TE LEZEN TEKST>
------------------------------------------------
5. De sociaaleconomische toestand binnen de EU

Net als de meeste crises die het gevolg zijn van financiële spanningen werd de recente crisis voorafgegaan door een betrekkelijk lange periode van snelle kredietgroei, lage risicopremies, stijgende prijzen van activa en bovenal ontwikkeling van zeepbellen in de vastgoedsector. Toen reeds in de zomer van 2007 bleek dat sommige banken hun beleggingsfondsen niet konden waarderen, werd al enkele maanden voor het uitbreken van de crisis in 2008 het vermoeden bevestigd dat er zich een financiële crisis zou kunnen voordoen, omdat de banken grote risico's liepen met Amerikaanse rommelhypotheken.

De autoriteiten beschouwden de beginnende crisis nog steeds als een liquiditeitsprobleem en een ineenstorting van het systeem leek onwaarschijnlijk, totdat zij door de gebeurtenissen van september 2008 gedwongen werden daadkrachtig op te treden om de rust op de financiële markten snel te doen weerkeren.

Ondertussen hielpen passende macro-economische beleidsmaatregelen om de crisis in duur te beperken en het kader voor economisch herstel te scheppen .

Om na te gaan of de gekozen referentieperiode (1 juli 2010 tot midden mei 2011) het meest geschikt is om te beoordelen of de uitzonderingsclausule moet worden toegepast, moeten de ontwikkelingen voorafgaand aan die periode kort worden onderzocht.

5.1. De voorafgaande periode

5.1.1. Jaarlijkse aanpassingen in 2009 en 2010

Uit de globale specifieke indicator bleek dat de koopkracht van de nationale ambtenaren in dienst van de centrale overheid in de periode juli 2008-juli 2009 met 2,7% was gestegen (zie tabel 1). Door de vertraging die inherent is aan de methode, leidde deze stijging samen met het internationale indexcijfer van Brussel (IIB) (0,9%) tot een aanpassing van 3,7% voor de periode juli 2009-juli 2010 (zie tabel 2). Ingevolge het beginsel van parallellisme is de stijging van de koopkracht van de Europese ambtenaren voor de periode juli 2009-juli 2010 gelijk aan de stijging van de koopkracht van de nationale ambtenaren in het voorafgaande jaar (2,7%).
------------------------------------------------
DOEL VAN DE OPDRACHT> Schrijf de tekst over de sociaaleconomische toestand binnen de EU verder vanaf het punt waar hij ophoudt. Voor het werk hier heb je de records niet nodig.
------------------------------------------------
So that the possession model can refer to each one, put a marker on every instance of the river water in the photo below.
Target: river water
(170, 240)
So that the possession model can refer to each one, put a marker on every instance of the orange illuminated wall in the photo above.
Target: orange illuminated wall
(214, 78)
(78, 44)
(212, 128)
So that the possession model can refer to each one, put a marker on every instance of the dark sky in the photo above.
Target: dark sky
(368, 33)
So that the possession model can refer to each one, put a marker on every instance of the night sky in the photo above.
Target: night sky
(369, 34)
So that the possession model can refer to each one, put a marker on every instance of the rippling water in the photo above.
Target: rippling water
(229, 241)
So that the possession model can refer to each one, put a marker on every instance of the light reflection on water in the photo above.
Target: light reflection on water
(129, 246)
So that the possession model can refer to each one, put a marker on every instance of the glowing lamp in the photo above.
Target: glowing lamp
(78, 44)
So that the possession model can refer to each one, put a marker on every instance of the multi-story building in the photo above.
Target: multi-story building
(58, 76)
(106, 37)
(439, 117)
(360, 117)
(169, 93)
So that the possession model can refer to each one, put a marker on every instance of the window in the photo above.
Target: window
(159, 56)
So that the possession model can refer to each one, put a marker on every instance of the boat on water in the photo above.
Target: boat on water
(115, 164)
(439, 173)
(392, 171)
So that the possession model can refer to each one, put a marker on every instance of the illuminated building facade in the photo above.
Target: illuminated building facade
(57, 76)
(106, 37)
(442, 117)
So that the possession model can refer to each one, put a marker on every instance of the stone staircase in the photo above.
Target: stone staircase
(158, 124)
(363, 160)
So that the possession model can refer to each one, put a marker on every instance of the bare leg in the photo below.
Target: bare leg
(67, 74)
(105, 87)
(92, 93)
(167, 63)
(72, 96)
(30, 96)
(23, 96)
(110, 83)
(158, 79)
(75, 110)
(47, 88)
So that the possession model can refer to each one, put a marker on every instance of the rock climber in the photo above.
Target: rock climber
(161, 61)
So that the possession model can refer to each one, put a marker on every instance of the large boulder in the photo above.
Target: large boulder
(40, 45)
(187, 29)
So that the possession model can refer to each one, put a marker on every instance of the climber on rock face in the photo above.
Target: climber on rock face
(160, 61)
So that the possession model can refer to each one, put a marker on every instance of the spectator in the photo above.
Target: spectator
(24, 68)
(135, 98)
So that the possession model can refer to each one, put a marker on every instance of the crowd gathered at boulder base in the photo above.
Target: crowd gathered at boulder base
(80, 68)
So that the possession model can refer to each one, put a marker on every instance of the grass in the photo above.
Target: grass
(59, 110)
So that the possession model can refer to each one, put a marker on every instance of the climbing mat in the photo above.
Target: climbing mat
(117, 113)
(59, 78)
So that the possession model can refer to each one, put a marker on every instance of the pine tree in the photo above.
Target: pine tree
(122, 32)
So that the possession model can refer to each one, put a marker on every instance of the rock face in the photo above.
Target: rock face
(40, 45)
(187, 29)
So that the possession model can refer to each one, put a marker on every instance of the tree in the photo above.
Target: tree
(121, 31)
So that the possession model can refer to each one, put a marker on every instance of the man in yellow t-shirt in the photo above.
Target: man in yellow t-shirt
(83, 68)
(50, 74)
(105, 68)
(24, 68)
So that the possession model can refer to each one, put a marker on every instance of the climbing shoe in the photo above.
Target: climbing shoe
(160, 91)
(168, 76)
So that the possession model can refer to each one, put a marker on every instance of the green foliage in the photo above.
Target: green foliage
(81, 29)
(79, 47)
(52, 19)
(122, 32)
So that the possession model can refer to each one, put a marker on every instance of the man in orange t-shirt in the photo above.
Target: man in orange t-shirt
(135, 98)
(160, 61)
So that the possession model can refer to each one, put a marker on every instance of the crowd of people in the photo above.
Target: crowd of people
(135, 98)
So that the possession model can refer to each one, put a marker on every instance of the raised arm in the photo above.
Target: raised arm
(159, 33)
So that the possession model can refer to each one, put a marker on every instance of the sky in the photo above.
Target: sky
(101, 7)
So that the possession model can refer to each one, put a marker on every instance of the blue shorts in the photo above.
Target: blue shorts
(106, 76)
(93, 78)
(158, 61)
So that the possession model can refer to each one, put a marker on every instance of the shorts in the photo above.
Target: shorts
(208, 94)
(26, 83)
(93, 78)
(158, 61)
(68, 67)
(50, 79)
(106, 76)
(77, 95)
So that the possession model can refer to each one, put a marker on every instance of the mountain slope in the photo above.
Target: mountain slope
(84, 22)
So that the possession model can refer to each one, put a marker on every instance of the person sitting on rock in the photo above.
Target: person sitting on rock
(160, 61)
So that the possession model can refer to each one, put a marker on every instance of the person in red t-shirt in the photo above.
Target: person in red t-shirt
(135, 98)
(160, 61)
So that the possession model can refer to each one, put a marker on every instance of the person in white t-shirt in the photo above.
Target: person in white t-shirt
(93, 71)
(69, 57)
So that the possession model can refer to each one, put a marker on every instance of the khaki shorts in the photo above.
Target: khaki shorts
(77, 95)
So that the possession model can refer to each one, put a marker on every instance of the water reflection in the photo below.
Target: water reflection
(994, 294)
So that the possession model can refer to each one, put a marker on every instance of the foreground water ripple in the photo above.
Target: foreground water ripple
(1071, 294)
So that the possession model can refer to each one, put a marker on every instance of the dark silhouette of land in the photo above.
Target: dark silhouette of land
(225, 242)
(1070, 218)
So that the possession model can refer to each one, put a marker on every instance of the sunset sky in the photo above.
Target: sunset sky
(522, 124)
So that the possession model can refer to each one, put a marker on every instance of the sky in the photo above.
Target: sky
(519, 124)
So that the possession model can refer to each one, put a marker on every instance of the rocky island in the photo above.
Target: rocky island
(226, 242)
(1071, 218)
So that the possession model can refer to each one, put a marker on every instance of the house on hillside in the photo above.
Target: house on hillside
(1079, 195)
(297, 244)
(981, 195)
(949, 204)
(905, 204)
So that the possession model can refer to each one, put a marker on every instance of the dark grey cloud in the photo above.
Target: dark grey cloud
------------------------------------------------
RUIMTE VOOR ANTWOORD>
(...PICT...)

In de periode juli 2009-juli 2010 keurden zes van de acht lidstaten in de steekproef verhogingen van de nominale salarissen goed (zie tabel 3). Die verhogingen kwamen gemiddeld min of meer neer op een bevriezing van de nominale salarissen (-0,6% met inbegrip van de Franse correctie; -0,3% in werkelijkheid ). Voornamelijk ingevolge de inflatie (1,7%) resulteerde dit in een daling van de koopkracht van de nationale ambtenaren (-2,2%). Ingevolge het beginsel van parallellisme werd dit automatisch weerspiegeld bij de aanpassing van 2010, toen ook de bezoldiging van de Europese ambtenaren werd bevroren (zie tabel 4).

(...PICT...)

De in de steekproef opgenomen lidstaten keurden in de periode 2007-2010 salarisaanpassingen goed, waarvan de resultaten redelijkerwijs niet buitensporig kunnen worden geacht, gelet op de aan de methode inherente vertraging: deze aanpassingen leidden in de periode juli 2009-juli 2010 tot een daling van de koopkracht van ten hoogste 2,2%. Tegelijkertijd bezuinigden andere lidstaten, en dan vooral de nieuwe lidstaten, op de salarissen (zie tabel 5). Als de specifieke indicator voor de 27 lidstaten was berekend, zou hij -2,0% bedragen, wat in een hogere aanpassing voor de EU-salarissen zou resulteren. Volgens de ramingen van Eurostat van maart 2011 wordt voor de periode juli 2010-juli 2011 een verdere daling van 1,3% verwacht.

Als veel lidstaten die samen een aanzienlijk deel van het bbp van de EU vertegenwoordigen, op de salarissen hadden bezuinigd, wat per definitie in de globale specifieke indicator zou worden weerspiegeld, zou de Commissie passende voorstellen hebben ingediend om het verlies van koopkracht voor de EU-ambtenaren te vervroegen.

(...PICT...)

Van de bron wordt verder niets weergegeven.